* DIRECTION *
Add 20 to every bounding box coordinate in the answers of the listing, and give back the lines from the line with "Labeling job — category: rock" up to and including the line with "295,141,734,530", with the requests copied along. Leave the numbers inside the requests unchanged.

* PROVIDED DATA *

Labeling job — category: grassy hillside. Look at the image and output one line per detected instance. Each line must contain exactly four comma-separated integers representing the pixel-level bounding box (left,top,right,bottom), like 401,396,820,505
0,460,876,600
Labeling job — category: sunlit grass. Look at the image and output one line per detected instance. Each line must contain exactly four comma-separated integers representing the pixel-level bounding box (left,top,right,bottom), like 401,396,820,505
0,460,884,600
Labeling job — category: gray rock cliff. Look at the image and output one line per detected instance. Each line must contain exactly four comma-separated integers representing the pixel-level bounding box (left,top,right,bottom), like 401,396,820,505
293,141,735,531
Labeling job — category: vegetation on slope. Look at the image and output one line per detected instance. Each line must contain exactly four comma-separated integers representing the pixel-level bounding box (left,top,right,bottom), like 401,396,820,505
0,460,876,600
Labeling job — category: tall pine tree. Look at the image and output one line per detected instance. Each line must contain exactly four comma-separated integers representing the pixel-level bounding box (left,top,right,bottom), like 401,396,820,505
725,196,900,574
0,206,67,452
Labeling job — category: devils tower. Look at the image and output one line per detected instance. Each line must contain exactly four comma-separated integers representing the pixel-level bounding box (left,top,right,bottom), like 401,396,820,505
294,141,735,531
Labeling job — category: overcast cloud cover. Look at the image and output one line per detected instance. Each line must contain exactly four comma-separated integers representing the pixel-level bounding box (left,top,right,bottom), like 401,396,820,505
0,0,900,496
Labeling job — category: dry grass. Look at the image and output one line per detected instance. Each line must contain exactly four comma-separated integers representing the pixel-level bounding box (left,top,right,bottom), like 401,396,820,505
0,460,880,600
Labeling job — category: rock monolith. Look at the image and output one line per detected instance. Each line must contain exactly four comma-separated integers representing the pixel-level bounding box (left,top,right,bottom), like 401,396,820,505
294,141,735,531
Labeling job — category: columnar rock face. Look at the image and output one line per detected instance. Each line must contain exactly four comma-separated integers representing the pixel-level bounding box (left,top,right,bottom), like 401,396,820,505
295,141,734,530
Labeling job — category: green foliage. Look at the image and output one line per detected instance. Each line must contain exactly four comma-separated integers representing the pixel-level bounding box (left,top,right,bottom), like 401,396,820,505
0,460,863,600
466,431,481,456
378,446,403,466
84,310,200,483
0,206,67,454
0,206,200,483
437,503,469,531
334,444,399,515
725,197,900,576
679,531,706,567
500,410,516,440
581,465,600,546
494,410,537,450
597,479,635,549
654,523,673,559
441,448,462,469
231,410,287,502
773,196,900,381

* RESULT OF THIS TASK *
Labeling job — category: rock monolith. Look at the image and output one line per detected instance. Each line must contain exactly four comma-separated integers representing the pixel-level bounding box (left,top,right,bottom), like 401,396,820,505
314,161,755,551
Labeling job — category: columnar rock face. Look at the image and output one line per detected instance. Each line must contain exactly four comma-separated integers representing the pixel-level bounding box (left,top,right,bottom), like 401,396,820,505
315,161,754,550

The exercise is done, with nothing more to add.